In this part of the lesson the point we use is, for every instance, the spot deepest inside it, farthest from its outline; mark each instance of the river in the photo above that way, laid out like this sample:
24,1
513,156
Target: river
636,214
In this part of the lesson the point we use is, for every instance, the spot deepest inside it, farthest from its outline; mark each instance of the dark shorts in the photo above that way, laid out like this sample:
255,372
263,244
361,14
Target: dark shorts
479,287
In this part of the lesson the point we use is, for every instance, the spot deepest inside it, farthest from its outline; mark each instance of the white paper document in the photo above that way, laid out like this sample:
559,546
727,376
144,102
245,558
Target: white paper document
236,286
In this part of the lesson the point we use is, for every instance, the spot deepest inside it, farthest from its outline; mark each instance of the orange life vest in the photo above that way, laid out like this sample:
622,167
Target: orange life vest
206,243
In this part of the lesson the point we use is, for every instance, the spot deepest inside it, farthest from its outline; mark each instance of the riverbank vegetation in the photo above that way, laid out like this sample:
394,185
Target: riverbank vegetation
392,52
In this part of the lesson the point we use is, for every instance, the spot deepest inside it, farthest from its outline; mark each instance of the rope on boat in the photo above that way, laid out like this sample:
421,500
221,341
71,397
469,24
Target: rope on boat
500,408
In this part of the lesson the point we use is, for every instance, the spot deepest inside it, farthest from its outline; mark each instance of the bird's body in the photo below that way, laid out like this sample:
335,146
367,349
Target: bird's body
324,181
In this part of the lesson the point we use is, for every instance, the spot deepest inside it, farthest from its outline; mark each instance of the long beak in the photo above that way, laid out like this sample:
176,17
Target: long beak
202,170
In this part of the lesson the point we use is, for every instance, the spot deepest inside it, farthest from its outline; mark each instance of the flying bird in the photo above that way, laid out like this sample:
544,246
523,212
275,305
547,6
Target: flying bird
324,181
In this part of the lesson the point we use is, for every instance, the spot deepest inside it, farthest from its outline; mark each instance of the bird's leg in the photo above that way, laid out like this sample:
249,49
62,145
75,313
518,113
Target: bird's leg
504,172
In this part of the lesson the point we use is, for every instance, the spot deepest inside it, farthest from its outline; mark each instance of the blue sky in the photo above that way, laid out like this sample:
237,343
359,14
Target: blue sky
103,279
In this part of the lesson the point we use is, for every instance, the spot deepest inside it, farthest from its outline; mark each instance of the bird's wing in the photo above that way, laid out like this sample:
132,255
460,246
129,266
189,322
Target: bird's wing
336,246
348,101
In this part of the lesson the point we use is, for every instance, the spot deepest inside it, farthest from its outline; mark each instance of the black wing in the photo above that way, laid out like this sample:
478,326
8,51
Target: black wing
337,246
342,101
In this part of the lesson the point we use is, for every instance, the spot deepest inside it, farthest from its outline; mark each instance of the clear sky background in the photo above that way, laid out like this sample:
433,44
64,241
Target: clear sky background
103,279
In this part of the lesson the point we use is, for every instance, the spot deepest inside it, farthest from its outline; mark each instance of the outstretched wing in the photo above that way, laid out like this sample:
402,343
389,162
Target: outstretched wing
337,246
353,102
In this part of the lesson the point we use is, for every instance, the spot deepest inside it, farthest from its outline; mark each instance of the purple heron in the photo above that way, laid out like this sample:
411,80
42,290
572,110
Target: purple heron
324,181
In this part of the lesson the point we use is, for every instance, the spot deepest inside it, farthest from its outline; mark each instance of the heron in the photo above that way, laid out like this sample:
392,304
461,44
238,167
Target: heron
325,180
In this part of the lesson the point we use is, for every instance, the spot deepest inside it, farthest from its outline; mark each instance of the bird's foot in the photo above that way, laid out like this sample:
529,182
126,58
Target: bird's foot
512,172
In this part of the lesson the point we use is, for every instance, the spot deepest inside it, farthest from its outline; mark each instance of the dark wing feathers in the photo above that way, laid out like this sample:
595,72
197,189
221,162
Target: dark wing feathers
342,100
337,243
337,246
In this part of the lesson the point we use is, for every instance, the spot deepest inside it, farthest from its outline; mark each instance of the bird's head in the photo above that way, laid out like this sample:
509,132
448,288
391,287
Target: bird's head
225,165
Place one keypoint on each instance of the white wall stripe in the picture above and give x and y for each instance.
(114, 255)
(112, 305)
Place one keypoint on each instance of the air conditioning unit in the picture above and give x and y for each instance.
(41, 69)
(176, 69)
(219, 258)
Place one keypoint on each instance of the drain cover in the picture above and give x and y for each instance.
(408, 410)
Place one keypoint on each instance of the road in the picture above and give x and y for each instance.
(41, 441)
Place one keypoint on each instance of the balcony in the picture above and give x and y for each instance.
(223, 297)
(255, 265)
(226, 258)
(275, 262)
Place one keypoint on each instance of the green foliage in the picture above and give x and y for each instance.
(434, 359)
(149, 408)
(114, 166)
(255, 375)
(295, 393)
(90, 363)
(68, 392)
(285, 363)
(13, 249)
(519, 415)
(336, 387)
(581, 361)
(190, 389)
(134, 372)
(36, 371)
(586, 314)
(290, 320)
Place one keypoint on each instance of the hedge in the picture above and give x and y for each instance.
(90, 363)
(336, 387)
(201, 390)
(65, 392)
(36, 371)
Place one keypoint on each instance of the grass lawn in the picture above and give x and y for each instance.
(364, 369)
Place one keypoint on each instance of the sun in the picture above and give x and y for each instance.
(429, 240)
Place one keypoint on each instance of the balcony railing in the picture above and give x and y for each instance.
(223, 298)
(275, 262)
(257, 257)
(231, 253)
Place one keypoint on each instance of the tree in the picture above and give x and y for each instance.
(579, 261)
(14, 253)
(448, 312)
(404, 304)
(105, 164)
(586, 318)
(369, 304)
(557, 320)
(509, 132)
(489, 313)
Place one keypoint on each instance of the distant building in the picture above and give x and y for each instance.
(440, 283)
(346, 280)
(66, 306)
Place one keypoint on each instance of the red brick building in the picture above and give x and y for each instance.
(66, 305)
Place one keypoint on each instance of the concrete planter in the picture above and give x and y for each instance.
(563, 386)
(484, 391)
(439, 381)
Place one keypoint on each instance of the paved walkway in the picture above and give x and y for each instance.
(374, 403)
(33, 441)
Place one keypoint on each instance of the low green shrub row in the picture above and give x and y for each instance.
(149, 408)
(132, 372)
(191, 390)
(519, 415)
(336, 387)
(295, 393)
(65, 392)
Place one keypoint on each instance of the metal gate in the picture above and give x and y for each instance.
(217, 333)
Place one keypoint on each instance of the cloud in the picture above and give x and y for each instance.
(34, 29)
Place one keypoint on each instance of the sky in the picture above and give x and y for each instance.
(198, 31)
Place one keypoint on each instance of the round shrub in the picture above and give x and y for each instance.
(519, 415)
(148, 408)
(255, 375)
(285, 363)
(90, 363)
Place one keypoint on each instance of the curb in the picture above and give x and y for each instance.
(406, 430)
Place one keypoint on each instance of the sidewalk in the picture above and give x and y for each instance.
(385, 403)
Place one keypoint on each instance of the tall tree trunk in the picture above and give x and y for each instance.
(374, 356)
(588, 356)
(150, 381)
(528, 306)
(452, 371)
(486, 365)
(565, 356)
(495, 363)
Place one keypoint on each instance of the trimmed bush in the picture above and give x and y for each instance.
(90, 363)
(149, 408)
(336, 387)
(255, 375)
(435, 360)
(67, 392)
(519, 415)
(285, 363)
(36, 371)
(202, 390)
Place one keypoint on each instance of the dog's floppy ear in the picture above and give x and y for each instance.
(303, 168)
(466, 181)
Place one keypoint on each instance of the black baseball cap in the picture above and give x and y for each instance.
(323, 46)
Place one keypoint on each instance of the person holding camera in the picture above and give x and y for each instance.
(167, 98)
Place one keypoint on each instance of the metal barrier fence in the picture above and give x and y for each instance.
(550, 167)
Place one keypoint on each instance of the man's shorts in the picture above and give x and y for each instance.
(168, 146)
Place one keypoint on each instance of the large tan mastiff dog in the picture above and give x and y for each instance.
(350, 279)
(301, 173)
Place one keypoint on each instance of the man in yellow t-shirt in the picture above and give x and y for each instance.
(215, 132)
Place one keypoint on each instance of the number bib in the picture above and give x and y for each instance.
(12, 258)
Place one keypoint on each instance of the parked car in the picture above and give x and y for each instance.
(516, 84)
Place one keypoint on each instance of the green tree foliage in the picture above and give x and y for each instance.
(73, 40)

######

--- Required work ---
Keep only the lines from the one containing "Place one keypoint on each instance of the person" through the final line of the records, and transcribe them exactly.

--- Output ---
Place one keypoint on each instance of the person holding camera in the picture above and give x and y for each instance.
(167, 98)
Place one keypoint on each instance of the metal barrier fence in the picture above and give x and y for each instance.
(550, 167)
Place one keypoint on each instance of the man's shorts in the picture above and give x and y for each instance.
(168, 146)
Place one keypoint on each instance of the large tan mastiff dog in the picture above and give x and y for each instance.
(350, 279)
(301, 173)
Place one keypoint on each instance of the man in yellow t-shirt in the picture above and give x and y for each instance.
(215, 132)
Place one keypoint on each instance of the number bib in the picture above and give x and y for each instance.
(12, 258)
Place one keypoint on each instance of the parked car in the picture above and give x and y for each instance.
(516, 84)
Place one keypoint on each instance of the green tree foliage in the picture above and give x and y for each instance.
(73, 40)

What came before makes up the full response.